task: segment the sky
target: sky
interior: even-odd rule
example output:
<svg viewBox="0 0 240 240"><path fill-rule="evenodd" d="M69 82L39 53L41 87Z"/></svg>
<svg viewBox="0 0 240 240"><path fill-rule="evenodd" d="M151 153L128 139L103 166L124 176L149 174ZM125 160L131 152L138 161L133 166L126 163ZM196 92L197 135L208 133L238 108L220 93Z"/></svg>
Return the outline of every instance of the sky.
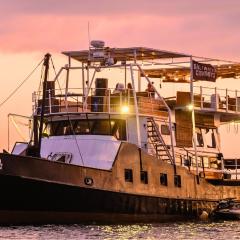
------------------------------
Problem description. Count the lines in the records above that contain the string "viewBox", and reply with only that number.

Exercise response. 2